-- DOCUMENTO --
"""

O Supremo Tribunal Federal (STF) deve retomar na quarta-feira
(2) o julgamento sobre a restrição ao foro por prorrogativa de função,
conhecido como foro privilegiado, para deputados e senadores. Até o momento, há
maioria de oito votos a favor do entendimento de que os parlamentares só podem
responder a um processo na Corte se as infrações penais ocorreram em razão da
função e cometidas durante o mandato. Caso contrário, os processos deverão ser
remetidos para a primeira instância da Justiça.
O julgamento começou no dia 31 de maio de 2017 e foi
interrompido por dois pedidos de vista dos ministros Alexandre de Moraes e Dias
Toffoli, que será o próximo a votar. O relator, Luís Roberto Barroso, votou a
favor da restrição ao foro e foi acompanhado pelos ministros Marco Aurélio,
Rosa Weber, Cármen Lúcia, Edson Fachin, Luiz Fux e Celso de Mello. Faltam os votos de Toffoli,
Gilmar Mendes e Ricardo Lewandowski.
STF
Julgamento foi interrompido em novembro no STF - Antonio
Cruz/ABr
De acordo com o voto de Barroso, o foro por prerrogativa dos
deputados, previsto no Artigo 53 da Constituição, deve ser aplicado somente aos
crimes cometidos durante o exercício do cargo e relacionados às funções
desempenhadas. O voto do ministro também prevê que o processo continuará na Corte
se o parlamentar renunciar ou para assumir um cargo no governo após ser
intimado para apresentar alegações finais.
De acordo com professor da FGV Direito Rio Ivar Hartmann,
coordenador do projeto Supremo em Números, a restrição ao foro privilegiado pode
permitir que os julgamentos de questões penais que, obrigatoriamente, devem ser
julgados pelos colegiados da Corte, sejam mais céleres, diante da menor
quantidade de ações. Segundo o professor, devido ao acúmulo de processos, a
maioria das decisões do STF são tomadas individualmente pelos ministros.

"""

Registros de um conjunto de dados

"""

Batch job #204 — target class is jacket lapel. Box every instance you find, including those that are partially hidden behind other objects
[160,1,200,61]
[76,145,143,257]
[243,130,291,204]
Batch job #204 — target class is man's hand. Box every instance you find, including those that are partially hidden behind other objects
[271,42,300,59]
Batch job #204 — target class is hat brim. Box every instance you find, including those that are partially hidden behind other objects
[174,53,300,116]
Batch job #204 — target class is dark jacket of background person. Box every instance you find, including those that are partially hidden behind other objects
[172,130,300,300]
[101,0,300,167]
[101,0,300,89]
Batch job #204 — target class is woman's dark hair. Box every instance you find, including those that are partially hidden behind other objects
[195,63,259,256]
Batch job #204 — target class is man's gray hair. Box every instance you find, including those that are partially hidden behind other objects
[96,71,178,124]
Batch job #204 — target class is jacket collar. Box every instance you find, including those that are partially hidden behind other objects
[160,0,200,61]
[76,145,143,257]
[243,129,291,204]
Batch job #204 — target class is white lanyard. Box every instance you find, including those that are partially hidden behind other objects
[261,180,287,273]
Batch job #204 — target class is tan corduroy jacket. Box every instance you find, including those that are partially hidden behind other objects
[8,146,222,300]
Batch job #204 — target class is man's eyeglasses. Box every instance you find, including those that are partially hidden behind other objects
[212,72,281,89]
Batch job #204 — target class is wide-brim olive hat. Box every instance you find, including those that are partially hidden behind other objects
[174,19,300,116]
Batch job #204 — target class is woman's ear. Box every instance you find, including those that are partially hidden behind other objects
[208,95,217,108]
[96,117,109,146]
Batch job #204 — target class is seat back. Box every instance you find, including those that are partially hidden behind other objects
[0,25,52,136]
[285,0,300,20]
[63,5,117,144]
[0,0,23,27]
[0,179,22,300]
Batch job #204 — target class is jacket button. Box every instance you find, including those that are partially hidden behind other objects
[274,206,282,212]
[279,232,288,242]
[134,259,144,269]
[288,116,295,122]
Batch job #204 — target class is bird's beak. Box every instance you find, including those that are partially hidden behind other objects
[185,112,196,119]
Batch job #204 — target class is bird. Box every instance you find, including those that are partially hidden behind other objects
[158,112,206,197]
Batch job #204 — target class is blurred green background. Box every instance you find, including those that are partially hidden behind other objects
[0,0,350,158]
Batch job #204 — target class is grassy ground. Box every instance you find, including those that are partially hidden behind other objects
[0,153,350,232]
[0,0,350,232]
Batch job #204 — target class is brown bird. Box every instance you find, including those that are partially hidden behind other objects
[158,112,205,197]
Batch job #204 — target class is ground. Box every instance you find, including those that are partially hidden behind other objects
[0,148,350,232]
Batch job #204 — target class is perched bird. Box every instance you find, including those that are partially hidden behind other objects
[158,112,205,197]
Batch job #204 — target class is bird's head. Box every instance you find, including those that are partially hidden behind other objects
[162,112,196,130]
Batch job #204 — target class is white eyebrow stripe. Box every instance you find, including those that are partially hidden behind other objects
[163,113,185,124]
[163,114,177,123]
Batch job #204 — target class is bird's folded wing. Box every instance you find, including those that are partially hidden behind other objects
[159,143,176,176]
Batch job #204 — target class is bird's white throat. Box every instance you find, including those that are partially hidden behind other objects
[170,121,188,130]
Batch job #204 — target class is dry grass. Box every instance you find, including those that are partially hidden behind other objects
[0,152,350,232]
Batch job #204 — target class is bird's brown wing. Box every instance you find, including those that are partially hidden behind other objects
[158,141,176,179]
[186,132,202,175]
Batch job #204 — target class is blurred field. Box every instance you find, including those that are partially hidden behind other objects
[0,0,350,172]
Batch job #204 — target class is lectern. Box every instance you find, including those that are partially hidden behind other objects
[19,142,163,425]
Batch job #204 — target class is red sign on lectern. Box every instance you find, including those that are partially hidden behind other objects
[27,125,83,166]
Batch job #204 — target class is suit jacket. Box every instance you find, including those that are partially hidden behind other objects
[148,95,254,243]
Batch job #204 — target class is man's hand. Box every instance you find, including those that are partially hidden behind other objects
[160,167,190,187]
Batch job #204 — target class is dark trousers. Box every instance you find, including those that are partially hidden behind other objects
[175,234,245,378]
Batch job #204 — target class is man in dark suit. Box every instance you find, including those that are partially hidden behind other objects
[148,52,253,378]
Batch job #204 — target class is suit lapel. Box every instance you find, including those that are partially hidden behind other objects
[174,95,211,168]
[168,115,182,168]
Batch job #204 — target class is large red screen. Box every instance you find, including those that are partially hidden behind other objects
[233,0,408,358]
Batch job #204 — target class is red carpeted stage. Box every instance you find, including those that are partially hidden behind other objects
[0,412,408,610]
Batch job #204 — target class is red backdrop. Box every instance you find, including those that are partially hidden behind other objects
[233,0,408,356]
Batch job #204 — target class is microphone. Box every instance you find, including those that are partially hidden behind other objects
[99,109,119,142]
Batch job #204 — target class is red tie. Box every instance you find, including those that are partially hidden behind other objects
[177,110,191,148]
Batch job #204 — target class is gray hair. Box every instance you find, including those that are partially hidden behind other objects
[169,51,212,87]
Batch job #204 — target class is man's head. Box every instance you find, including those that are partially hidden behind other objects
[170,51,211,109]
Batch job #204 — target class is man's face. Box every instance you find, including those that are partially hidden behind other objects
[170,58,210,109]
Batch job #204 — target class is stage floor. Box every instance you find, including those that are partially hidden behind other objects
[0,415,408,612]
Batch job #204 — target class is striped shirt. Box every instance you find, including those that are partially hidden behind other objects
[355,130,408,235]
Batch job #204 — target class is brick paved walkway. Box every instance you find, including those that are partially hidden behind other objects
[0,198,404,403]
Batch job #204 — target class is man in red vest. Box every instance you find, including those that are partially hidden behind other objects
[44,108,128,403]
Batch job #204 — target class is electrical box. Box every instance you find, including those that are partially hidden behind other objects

"""

-- TAREFAS PROPOSTAS --
**A.** Segundo a reportagem sobre o foro privilegiado, em qual artigo da Constituição está previsto o foro por prerrogativa dos deputados?
**B.** Dê continuidade à reportagem sobre o foro privilegiado a partir do ponto em que ela termina.

-- LISTA DE RESPOSTAS --
**A.** No Artigo 53 da Constituição.

**B.**
"Na parte que decide colegiadamente há um gargalo muito
sério, nas turmas e no plenário,como essas ações de inquérito com foro que são
decididas colegiadamente, tirá-las afetaria positivamente o colegiado”, disse
Hartmann à Agência Brasil.
Gargalo
Conforme o estudo Supremo em Números, o tempo de tramitação
de uma ação penal em 2016 foi de 1.377 dias, tempo maior que o registrado em
2002, quando o processo era julgado em aproximadamente em 65 dias.
Entre 2012 e 2016, das 384 decisões tomadas em ações penais,
a declinação de competência, quando o parlamentar deixa o cargo e perde o foro
no STF, representou 60% dos despachos, enquanto as absolvições chegaram a 20%.
Condenações ficam em apenas 1%.
O promotor de Justiça e professor de Direito Penal do
Complexo de Ensino Renato Saraiva (CERS) Rogério Sanches Cunha explica que o
foro por prerrogativa de função foi criado para punir crimes funcionais, mas,
ao longo do tempo, deixou passou a ser um privilégio. “Nós banalizamos o foro.
Temos mais de 50 mil pessoas com foro por prerrogativa de função", disse o
professor.
Sobre as consequências da decisão da Corte, Sanches avalia
que as investigações que estão em andamento no STF e que devem seguir para a
primeira instância não serão iniciadas novamente e retomadas do ponto em que
foram suspensas. Para o professor, os processos devem sofrer algum atraso, mas
serão decididos bem mais rápido em relação aos que tramitam no STF. “Num
primeiro momento, vai gerar atraso para os casos em andamento, mas será muito
menor que o STF”, afirmou.
Lava Jato
Mesmo com a finalização do julgamento, a situação processual
dos deputados e senadores investigados na Operação Lava Jato pelo STF deve
ficar indefinida e as dúvidas serão solucionadas somente com a análise de cada
caso. Os ministros terão que decidir se parlamentares vão responder, na própria
Corte ou na primeira instância, às acusações por terem recebido recursos
ilegais de empreiteiras para financiar suas campanhas.
Na avaliação do professor Hartmann, existem argumentos
jurídicos relevantes a favor e contra a manutenção do foro para crimes
cometidos para financiar campanhas. "Interpretar o caso de crime
envolvendo financiamento de campanha é um caso onde eu consigo ver
argumentações para os dois lados. Há argumentos no sentido de que não é em
função [do mandato] ou até não é durante o mandato. Por outro lado, vejo
argumentos possíveis no sentido de que a pessoa está usando as prerrogativas
cargo para cometer esse crime", avalia.
O caso concreto que está sendo julgado pelo STF envolve a
restrição de foro do atual prefeito de Cabo Frio (RJ), Marcos da Rocha Mendes.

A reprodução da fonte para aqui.